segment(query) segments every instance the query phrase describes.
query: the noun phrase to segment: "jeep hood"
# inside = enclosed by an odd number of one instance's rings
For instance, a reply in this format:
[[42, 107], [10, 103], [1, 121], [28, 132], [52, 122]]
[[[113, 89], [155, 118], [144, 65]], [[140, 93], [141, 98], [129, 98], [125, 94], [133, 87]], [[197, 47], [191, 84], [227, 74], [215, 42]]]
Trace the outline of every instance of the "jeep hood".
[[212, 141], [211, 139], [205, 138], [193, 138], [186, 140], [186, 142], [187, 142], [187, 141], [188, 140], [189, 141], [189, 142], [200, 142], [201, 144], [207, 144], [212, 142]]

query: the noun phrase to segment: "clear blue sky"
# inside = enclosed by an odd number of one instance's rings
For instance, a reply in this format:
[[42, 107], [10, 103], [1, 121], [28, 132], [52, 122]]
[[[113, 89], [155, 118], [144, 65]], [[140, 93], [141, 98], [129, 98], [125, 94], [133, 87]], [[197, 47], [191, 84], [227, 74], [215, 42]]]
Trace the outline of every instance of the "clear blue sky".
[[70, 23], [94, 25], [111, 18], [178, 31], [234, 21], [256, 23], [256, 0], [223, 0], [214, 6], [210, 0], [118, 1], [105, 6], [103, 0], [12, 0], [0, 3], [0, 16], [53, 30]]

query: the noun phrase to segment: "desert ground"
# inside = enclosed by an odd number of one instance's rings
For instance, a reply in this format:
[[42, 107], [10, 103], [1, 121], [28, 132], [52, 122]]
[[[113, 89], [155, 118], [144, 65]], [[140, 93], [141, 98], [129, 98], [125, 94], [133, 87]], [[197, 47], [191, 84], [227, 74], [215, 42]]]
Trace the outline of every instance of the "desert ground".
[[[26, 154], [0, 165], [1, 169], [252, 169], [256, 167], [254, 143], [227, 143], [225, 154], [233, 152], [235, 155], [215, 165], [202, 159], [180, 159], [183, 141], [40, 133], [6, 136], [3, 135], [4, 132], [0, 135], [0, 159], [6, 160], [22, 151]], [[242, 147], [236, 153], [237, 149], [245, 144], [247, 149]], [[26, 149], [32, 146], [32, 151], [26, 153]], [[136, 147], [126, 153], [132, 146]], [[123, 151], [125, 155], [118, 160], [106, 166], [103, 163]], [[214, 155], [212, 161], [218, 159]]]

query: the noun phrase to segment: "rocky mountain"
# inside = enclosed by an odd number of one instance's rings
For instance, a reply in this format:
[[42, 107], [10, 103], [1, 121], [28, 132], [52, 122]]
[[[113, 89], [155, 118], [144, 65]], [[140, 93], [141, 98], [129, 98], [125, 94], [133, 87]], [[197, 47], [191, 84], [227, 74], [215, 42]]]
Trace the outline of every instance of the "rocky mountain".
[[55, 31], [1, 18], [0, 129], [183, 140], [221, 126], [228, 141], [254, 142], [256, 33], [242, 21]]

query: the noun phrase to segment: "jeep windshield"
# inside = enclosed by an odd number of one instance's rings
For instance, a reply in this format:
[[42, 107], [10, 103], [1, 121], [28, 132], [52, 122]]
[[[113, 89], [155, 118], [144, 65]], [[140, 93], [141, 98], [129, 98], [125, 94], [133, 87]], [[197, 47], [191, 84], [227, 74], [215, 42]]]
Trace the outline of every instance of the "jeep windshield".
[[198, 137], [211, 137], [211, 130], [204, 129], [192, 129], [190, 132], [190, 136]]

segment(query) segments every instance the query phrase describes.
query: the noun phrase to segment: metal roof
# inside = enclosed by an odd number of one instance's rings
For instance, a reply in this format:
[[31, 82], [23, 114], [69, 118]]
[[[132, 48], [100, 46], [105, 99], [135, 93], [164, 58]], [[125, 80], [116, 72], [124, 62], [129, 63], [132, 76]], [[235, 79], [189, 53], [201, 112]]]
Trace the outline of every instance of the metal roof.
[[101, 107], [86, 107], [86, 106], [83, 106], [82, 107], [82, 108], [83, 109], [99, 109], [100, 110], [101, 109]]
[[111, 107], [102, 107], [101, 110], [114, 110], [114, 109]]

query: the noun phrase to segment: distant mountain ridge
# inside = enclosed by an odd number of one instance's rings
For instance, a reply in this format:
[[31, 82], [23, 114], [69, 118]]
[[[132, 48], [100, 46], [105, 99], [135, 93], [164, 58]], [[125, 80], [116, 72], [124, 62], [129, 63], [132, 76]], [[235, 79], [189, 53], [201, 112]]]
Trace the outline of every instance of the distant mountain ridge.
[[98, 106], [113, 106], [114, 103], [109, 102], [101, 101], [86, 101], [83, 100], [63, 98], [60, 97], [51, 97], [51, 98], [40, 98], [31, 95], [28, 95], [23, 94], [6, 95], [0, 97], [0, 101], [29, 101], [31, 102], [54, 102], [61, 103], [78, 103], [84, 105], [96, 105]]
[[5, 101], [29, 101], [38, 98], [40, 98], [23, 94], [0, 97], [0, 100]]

***

• Written task:
Please substitute "Draw" for "Trace" everywhere in the material above, and give it all again with nothing else changed.

• The output:
segment(query) segments every instance the query phrase describes.
query: the noun phrase to segment: "jeep hood"
# inside = enclosed by an odd number of one instance's rings
For instance, a reply in this format:
[[42, 107], [10, 103], [1, 121], [28, 132], [52, 122]]
[[[113, 89], [155, 118], [144, 65]], [[140, 93], [141, 98], [129, 98], [125, 94], [133, 87]], [[197, 47], [191, 84], [227, 74], [215, 42]]]
Draw the outline of every instance of the "jeep hood".
[[212, 141], [211, 139], [205, 138], [193, 138], [186, 140], [186, 142], [187, 142], [187, 141], [188, 140], [189, 141], [189, 142], [200, 142], [201, 144], [207, 144], [212, 142]]

query: the noun phrase to segment: "clear blue sky"
# inside = enclosed by an odd number of one instance's rings
For instance, a reply in this format:
[[42, 107], [10, 103], [1, 121], [28, 132], [52, 122]]
[[[113, 89], [155, 118], [144, 65]], [[140, 93], [141, 98], [129, 98], [125, 94], [133, 87]], [[197, 47], [191, 84], [227, 74], [215, 42]]]
Draw the outline of every instance of the "clear blue sky".
[[70, 23], [94, 25], [111, 18], [178, 31], [234, 21], [256, 23], [256, 0], [223, 0], [214, 6], [210, 0], [118, 1], [105, 6], [103, 0], [12, 0], [0, 3], [0, 16], [53, 30]]

query: the noun phrase to segment: "desert ground"
# inside = enclosed by an odd number of one instance's rings
For instance, a reply in this format:
[[42, 107], [10, 103], [1, 121], [28, 132], [52, 122]]
[[[113, 89], [155, 118], [144, 65]], [[140, 93], [141, 98], [129, 98], [125, 94], [133, 87]], [[197, 47], [191, 84], [227, 74], [215, 42]]]
Draw the outline of every instance of the "desert ground".
[[[26, 154], [0, 165], [1, 169], [252, 169], [256, 167], [254, 143], [227, 143], [225, 154], [233, 152], [235, 155], [215, 165], [202, 159], [180, 159], [183, 141], [40, 133], [6, 136], [3, 135], [4, 132], [0, 135], [0, 159], [6, 160], [22, 151]], [[242, 147], [236, 153], [237, 149], [245, 144], [247, 149]], [[26, 149], [32, 146], [32, 151], [26, 153]], [[136, 147], [126, 153], [132, 146]], [[123, 151], [125, 155], [118, 160], [106, 166], [103, 163]], [[214, 155], [212, 161], [218, 159]]]

query: the noun phrase to segment: "rocky mountain"
# inside = enclosed by an odd number of one instance's rings
For instance, a reply in this format:
[[42, 107], [10, 103], [1, 121], [28, 132], [52, 122]]
[[[113, 89], [155, 118], [144, 65]], [[140, 93], [141, 98], [129, 98], [125, 94], [133, 87]], [[197, 47], [191, 84], [227, 74], [215, 42]]]
Draw the outline of every instance of the "rocky mountain".
[[55, 31], [1, 18], [0, 129], [183, 140], [221, 126], [228, 141], [254, 142], [256, 33], [242, 21]]

query: the noun phrase to segment: "jeep windshield"
# inside = enclosed by an odd number of one instance's rings
For instance, a reply in this format:
[[42, 107], [10, 103], [1, 121], [28, 132], [52, 122]]
[[[113, 89], [155, 118], [144, 65]], [[140, 93], [141, 98], [129, 98], [125, 94], [133, 87]], [[197, 47], [191, 84], [227, 74], [215, 42]]]
Draw the outline of every instance of the "jeep windshield".
[[198, 137], [211, 137], [211, 130], [204, 129], [192, 129], [190, 132], [190, 136]]

segment(query) segments every instance the query phrase describes.
query: the noun phrase to segment: metal roof
# inside = enclosed by an odd number of one instance's rings
For instance, a reply in this format:
[[31, 82], [23, 114], [69, 118]]
[[[132, 48], [100, 46], [105, 99], [135, 93], [164, 58]], [[125, 80], [116, 72], [124, 62], [129, 63], [132, 76]], [[235, 79], [189, 53], [201, 112]]]
Draw the outline of every instance of the metal roof.
[[101, 107], [86, 107], [86, 106], [83, 106], [82, 107], [82, 108], [83, 109], [99, 109], [100, 110], [101, 109]]
[[111, 107], [102, 107], [101, 110], [114, 110], [114, 109]]

query: the noun phrase to segment: distant mountain ridge
# inside = enclosed by an odd number of one instance's rings
For instance, a reply in this format:
[[31, 82], [23, 114], [69, 118]]
[[[132, 48], [100, 46], [105, 99], [135, 93], [164, 58]], [[125, 80], [116, 72], [124, 62], [129, 63], [132, 76]], [[235, 79], [189, 53], [201, 112]]]
Draw the outline of every instance of the distant mountain ridge.
[[98, 106], [113, 106], [114, 103], [109, 102], [101, 101], [86, 101], [83, 100], [63, 98], [60, 97], [51, 97], [51, 98], [40, 98], [31, 95], [28, 95], [23, 94], [6, 95], [0, 97], [0, 101], [29, 101], [31, 102], [54, 102], [61, 103], [78, 103], [84, 105], [96, 105]]
[[5, 101], [29, 101], [38, 98], [40, 98], [23, 94], [0, 97], [0, 100]]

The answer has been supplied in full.